Location identification entries:
◆ ◆ ◆ ◆
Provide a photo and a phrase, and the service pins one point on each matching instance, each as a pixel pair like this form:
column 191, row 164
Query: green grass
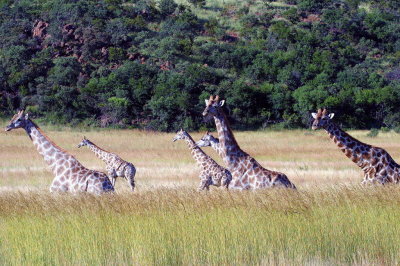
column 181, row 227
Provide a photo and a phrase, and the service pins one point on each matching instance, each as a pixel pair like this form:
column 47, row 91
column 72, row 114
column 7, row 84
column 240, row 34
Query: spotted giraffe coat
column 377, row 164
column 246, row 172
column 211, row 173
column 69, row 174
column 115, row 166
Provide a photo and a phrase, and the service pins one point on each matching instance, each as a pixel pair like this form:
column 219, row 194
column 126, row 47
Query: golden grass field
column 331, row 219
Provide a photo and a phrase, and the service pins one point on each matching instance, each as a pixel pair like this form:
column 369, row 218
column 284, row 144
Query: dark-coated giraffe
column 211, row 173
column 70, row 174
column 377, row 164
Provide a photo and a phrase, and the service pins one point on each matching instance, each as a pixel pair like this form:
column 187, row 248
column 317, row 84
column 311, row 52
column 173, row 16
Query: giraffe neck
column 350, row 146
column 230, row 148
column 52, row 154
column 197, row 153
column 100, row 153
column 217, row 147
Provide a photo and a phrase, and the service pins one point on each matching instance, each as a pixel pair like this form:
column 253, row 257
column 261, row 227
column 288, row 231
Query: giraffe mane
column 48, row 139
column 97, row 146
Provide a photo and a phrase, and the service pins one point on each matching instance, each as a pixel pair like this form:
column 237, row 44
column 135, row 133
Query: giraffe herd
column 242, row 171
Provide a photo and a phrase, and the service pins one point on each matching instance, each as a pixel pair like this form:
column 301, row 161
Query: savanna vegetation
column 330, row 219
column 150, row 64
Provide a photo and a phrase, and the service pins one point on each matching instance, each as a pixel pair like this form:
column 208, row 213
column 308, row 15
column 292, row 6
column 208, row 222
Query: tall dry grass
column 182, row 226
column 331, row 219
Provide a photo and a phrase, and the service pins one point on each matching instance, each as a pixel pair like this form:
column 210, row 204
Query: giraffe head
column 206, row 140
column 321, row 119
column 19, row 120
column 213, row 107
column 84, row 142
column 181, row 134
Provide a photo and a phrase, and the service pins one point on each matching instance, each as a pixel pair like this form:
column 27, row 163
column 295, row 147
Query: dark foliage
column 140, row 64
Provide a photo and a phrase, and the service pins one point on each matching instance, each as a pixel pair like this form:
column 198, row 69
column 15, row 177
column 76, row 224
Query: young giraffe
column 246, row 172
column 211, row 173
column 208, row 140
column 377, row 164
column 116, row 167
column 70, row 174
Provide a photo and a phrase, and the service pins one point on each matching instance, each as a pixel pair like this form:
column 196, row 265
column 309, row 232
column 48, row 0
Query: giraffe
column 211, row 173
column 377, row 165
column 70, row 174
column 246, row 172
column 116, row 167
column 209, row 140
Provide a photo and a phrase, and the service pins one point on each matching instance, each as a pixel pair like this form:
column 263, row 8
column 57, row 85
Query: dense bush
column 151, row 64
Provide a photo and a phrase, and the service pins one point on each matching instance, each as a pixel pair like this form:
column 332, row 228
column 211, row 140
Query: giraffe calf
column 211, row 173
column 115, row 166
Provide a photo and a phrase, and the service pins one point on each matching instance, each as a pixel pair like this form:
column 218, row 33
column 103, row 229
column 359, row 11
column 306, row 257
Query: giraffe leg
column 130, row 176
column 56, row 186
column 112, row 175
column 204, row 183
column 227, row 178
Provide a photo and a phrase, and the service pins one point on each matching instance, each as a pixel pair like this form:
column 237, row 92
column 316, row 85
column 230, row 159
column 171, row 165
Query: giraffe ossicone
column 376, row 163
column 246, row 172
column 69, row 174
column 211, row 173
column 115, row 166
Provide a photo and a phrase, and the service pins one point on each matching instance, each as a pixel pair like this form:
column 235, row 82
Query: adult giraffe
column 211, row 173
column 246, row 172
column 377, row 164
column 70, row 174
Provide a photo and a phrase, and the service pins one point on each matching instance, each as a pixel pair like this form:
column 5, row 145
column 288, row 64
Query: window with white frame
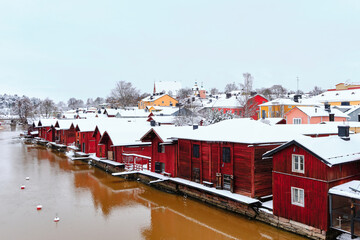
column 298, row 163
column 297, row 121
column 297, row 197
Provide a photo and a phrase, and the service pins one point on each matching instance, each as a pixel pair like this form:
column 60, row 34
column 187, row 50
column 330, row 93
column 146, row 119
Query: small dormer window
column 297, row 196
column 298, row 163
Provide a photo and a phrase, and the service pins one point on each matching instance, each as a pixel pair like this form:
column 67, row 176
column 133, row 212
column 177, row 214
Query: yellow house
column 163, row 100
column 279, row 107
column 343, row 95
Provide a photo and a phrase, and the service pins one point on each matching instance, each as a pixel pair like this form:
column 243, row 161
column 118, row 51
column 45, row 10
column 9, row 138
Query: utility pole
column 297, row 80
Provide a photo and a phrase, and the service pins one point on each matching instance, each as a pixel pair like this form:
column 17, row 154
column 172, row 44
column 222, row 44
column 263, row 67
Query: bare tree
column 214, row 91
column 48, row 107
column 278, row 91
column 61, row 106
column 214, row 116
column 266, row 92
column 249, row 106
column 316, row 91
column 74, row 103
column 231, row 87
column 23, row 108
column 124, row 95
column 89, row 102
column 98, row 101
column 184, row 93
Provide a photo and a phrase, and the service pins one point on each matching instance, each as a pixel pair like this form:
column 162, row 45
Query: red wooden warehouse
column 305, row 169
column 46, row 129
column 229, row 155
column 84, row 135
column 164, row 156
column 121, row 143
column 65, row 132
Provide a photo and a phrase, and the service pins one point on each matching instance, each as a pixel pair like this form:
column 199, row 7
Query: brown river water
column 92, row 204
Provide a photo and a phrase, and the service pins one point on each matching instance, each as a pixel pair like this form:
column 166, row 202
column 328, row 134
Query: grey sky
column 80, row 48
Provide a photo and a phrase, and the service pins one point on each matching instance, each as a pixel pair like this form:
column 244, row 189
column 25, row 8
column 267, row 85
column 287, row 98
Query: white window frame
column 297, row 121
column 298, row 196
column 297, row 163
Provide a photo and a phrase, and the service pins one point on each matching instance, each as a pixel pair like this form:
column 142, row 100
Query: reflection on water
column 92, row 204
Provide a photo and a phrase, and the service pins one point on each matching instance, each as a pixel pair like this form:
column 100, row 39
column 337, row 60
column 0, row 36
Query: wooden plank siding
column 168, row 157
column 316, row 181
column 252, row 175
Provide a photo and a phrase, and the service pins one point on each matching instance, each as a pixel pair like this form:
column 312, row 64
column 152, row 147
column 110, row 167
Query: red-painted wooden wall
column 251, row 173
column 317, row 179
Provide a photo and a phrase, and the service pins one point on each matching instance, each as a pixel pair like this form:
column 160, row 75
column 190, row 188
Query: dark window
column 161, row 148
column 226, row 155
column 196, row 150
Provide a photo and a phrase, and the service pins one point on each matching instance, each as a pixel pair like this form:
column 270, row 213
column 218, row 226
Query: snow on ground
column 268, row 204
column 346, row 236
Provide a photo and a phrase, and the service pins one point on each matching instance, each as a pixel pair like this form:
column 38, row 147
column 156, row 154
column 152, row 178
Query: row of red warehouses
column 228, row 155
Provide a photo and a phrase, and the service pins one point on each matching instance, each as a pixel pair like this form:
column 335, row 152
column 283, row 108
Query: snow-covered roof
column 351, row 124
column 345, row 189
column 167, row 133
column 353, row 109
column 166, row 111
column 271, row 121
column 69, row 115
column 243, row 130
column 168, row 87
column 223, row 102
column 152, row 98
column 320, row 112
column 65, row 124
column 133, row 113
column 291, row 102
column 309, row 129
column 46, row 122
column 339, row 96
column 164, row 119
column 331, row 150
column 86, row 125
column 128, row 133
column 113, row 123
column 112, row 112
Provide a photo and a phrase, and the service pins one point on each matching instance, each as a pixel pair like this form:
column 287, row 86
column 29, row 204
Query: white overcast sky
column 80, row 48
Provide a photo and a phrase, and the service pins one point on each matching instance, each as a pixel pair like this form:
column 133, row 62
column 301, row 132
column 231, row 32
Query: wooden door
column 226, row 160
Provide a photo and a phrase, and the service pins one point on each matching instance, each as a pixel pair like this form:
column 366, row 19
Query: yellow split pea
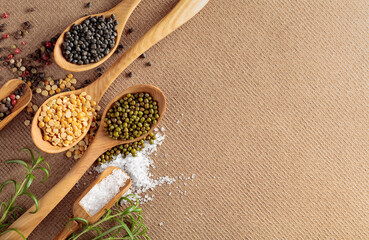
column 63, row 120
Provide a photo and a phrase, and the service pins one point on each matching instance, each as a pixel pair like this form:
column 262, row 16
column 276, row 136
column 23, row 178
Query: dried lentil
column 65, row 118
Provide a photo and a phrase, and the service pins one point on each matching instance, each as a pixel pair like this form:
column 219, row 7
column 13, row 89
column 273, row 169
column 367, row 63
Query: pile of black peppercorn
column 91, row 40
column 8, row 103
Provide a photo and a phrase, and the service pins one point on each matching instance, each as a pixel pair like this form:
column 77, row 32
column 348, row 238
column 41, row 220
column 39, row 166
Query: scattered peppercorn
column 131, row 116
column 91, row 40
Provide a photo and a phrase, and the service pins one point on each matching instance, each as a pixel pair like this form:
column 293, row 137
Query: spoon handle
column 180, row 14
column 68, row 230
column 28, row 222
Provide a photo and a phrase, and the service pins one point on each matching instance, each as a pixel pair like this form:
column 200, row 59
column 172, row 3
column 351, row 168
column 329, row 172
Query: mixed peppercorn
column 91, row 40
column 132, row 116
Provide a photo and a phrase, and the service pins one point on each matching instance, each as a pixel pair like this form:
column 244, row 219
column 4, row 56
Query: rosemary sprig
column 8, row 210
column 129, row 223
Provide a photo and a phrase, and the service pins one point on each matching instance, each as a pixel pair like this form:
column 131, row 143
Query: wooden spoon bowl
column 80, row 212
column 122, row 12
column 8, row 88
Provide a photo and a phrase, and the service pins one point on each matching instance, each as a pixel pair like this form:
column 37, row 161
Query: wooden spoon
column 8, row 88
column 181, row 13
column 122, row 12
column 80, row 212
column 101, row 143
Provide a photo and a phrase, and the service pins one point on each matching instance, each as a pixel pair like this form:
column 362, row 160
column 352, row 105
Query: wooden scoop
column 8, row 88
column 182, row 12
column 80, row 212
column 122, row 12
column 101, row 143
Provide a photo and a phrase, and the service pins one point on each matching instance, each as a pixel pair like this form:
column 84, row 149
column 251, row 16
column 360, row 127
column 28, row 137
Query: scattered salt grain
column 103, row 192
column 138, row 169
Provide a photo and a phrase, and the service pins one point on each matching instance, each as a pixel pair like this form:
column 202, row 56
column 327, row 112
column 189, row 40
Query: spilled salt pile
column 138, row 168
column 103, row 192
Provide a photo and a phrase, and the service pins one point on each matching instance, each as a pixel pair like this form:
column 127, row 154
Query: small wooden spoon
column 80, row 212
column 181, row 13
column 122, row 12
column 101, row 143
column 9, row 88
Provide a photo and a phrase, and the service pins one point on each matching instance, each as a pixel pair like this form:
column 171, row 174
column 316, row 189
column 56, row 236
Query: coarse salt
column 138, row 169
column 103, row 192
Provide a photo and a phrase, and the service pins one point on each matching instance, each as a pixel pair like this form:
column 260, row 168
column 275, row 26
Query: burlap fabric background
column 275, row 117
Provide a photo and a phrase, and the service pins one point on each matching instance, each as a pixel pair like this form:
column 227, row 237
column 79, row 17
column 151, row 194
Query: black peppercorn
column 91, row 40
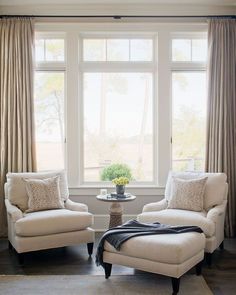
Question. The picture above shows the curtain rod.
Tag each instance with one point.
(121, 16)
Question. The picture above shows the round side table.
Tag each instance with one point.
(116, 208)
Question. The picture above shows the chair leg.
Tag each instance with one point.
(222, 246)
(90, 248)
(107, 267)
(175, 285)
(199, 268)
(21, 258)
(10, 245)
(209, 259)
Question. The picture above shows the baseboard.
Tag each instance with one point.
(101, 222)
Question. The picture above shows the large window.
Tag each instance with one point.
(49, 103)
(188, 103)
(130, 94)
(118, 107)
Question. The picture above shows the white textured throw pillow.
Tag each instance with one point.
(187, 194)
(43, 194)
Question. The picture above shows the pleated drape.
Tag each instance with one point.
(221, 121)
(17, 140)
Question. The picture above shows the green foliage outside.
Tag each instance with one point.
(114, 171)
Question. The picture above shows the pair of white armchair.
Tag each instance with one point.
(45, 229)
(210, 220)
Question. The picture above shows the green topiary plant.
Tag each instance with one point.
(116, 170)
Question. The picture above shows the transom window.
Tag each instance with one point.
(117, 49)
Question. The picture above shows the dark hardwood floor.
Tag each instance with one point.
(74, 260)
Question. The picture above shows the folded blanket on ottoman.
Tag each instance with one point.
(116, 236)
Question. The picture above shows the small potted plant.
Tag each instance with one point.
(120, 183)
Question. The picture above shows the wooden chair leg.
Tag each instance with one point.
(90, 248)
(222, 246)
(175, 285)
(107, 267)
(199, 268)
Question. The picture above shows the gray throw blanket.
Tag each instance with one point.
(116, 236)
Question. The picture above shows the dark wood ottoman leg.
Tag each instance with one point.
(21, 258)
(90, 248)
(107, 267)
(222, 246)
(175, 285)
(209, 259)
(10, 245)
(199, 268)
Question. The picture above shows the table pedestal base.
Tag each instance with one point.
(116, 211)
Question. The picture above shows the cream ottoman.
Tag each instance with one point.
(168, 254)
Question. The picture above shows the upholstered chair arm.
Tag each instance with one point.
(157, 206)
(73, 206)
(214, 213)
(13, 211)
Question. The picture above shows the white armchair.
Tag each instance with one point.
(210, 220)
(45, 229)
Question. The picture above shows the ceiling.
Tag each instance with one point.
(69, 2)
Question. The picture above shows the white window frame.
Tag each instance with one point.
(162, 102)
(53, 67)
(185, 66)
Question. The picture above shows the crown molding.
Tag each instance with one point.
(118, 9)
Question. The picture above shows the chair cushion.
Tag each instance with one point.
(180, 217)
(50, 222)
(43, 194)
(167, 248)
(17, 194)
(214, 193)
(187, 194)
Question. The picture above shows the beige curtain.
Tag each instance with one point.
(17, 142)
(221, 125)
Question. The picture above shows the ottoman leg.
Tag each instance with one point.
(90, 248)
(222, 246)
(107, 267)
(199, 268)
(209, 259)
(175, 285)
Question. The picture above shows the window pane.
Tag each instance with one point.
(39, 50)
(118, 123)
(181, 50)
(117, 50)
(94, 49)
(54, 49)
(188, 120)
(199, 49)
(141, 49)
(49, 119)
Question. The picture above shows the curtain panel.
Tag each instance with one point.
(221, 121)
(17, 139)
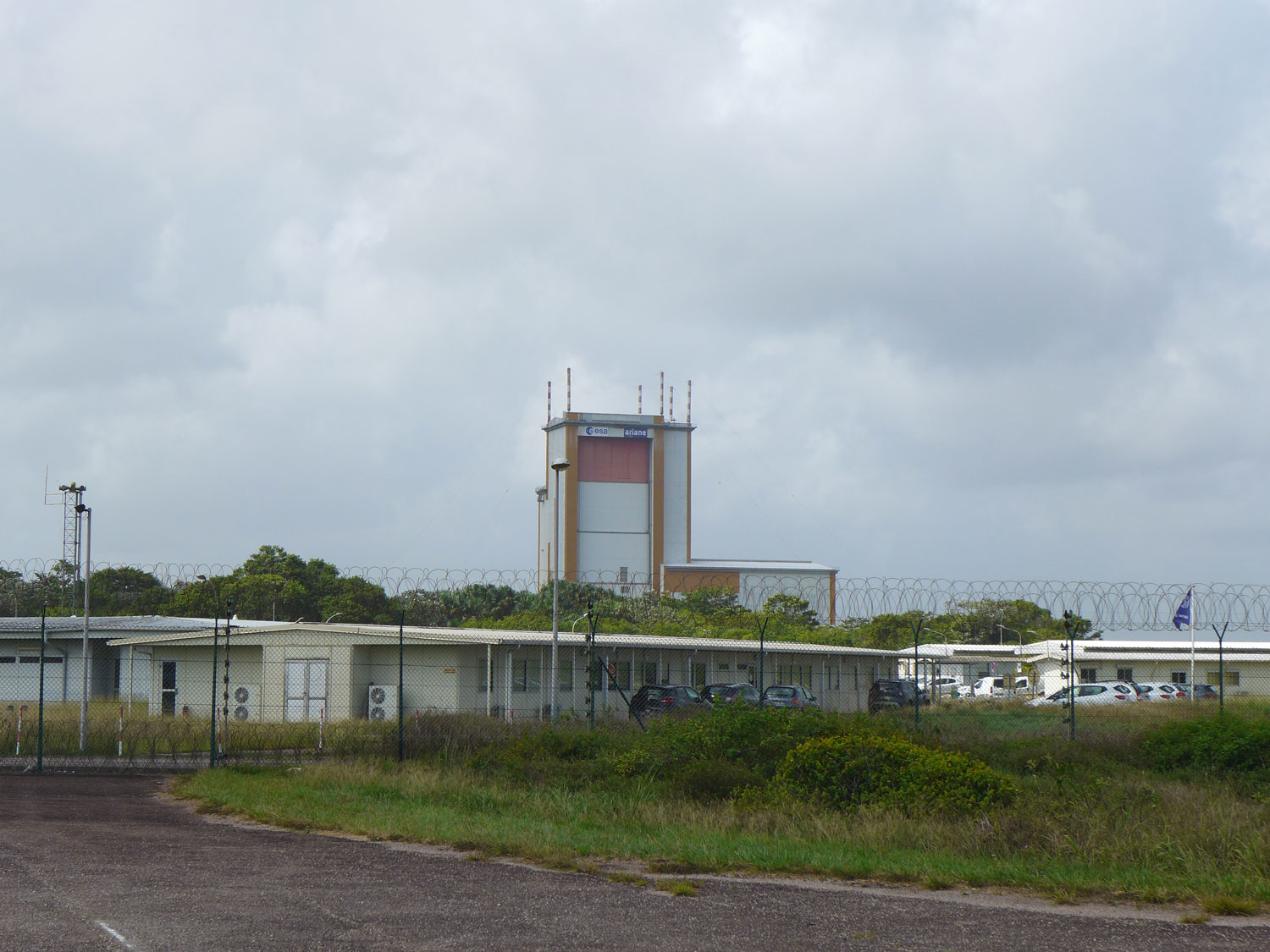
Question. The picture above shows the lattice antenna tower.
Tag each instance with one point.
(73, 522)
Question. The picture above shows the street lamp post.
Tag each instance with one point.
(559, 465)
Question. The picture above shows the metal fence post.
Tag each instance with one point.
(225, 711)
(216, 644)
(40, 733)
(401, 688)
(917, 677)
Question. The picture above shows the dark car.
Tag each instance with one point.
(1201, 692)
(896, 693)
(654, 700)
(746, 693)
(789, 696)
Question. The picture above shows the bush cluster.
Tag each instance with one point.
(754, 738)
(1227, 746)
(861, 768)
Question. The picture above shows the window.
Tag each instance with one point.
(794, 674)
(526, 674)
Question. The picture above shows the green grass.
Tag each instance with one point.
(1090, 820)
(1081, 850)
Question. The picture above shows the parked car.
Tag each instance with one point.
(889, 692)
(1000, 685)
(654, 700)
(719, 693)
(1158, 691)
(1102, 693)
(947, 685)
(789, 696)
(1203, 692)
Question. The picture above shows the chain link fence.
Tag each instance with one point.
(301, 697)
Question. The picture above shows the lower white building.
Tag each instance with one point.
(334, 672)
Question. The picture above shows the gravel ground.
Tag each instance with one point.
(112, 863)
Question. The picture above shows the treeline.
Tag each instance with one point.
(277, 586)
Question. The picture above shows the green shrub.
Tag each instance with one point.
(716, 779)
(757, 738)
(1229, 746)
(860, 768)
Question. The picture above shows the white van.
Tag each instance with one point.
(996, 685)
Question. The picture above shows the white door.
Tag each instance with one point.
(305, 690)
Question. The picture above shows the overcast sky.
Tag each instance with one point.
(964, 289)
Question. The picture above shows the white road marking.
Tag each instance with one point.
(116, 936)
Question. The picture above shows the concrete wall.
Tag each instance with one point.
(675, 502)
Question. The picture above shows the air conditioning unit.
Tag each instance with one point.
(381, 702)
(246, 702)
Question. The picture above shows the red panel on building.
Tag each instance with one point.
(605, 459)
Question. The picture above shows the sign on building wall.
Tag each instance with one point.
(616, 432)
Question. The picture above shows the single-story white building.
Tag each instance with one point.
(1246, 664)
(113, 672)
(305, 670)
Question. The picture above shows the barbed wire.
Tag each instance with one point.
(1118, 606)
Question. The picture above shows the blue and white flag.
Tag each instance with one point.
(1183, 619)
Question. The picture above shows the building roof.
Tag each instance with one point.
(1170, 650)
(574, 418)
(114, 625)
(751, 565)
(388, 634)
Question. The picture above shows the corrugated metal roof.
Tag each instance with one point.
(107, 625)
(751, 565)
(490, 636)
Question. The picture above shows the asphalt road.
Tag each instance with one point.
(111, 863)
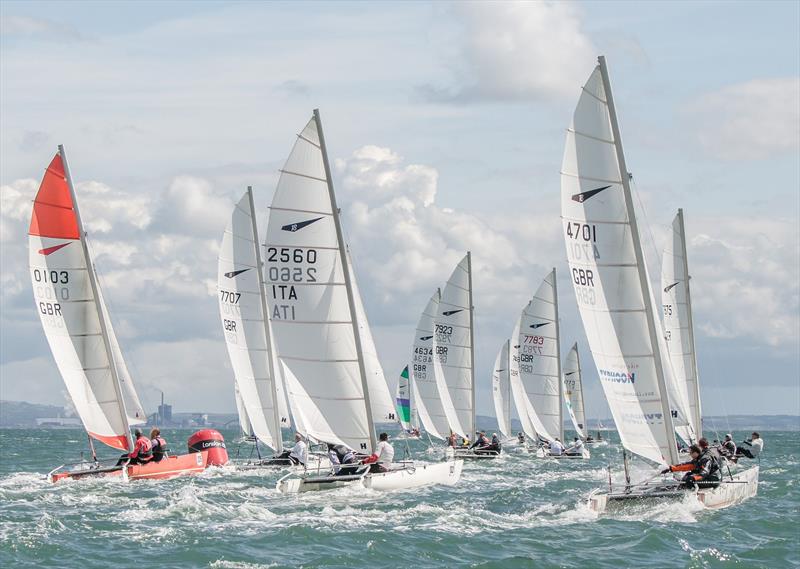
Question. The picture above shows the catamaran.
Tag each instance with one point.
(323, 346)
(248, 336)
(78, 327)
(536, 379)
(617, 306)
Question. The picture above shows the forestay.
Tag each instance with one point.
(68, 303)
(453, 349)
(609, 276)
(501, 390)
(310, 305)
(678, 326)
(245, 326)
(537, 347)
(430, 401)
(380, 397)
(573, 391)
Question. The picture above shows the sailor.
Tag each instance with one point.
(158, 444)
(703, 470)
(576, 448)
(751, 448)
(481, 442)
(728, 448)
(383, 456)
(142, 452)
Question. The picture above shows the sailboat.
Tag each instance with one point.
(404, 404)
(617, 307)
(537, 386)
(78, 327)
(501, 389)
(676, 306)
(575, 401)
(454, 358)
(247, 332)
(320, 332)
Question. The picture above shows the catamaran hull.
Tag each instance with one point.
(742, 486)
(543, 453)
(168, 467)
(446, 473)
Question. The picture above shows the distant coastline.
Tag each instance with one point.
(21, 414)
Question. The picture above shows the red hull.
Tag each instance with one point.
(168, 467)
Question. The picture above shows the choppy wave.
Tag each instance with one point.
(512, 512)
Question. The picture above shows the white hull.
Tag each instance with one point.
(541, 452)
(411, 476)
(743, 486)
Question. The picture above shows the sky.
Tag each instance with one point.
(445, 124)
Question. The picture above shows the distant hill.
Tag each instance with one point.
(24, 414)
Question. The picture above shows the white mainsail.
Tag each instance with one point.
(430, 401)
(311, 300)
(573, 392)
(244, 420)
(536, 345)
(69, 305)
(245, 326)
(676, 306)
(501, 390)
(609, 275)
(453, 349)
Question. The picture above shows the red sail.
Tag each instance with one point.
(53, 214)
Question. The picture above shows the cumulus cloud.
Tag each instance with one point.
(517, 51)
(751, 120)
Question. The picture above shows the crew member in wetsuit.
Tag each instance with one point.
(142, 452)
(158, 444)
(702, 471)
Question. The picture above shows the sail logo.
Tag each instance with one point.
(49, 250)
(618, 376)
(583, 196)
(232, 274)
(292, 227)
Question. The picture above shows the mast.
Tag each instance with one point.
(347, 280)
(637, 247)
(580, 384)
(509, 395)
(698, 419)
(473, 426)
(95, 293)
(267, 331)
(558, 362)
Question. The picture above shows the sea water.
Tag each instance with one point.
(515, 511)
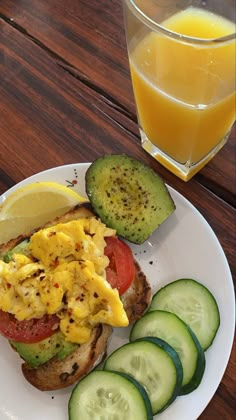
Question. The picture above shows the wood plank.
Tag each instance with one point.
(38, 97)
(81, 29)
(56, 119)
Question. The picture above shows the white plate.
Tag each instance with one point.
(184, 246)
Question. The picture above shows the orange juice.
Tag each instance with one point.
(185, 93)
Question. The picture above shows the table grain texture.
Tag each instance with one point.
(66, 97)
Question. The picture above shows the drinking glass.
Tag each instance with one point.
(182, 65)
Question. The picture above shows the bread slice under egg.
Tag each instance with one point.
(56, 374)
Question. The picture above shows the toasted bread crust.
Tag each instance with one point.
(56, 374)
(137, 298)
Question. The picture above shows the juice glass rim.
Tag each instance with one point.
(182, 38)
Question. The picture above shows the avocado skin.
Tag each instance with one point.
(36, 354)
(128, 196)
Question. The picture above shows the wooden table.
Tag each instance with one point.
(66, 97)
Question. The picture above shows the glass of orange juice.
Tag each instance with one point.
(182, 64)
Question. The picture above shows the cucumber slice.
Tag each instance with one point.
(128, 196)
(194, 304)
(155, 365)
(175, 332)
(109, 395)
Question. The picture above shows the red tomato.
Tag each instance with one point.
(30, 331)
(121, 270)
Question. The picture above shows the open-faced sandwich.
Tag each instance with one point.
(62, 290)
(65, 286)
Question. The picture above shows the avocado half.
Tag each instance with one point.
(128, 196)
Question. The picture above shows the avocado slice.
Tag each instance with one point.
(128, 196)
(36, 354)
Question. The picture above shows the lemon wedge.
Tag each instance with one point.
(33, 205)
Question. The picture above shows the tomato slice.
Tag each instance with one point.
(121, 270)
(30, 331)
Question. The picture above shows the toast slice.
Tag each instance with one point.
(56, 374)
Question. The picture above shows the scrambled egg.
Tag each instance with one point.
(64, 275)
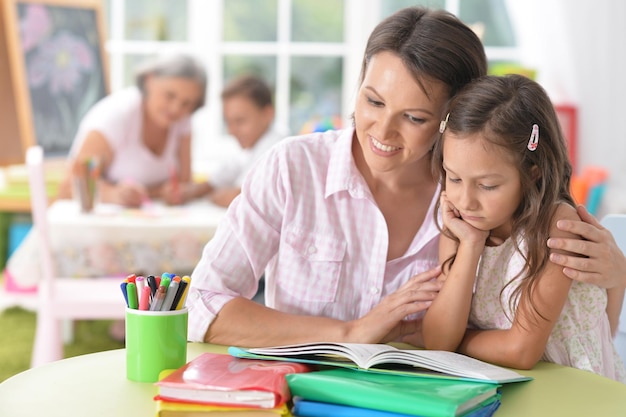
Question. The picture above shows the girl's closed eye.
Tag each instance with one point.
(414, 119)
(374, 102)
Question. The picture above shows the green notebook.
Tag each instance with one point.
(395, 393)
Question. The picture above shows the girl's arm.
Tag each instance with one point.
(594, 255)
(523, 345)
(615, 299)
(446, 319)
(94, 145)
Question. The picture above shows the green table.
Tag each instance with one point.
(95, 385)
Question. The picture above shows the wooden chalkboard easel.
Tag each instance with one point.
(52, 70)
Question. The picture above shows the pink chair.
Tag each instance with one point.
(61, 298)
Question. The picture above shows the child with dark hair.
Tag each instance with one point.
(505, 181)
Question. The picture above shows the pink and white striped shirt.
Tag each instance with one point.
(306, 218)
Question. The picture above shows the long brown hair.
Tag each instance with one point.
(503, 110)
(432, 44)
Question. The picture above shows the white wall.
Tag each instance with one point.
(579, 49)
◆ ◆ ◆ ◆
= Task =
Update the entries from the very first line through the line with "column 181, row 227" so that "green grass" becomes "tall grass", with nothing else changed. Give back only those lines, and leave the pictures out.

= The solution =
Provide a photo and a phrase, and the service pins one point on each matching instance, each as a pixel pair like this form:
column 191, row 164
Query: tall grass
column 181, row 227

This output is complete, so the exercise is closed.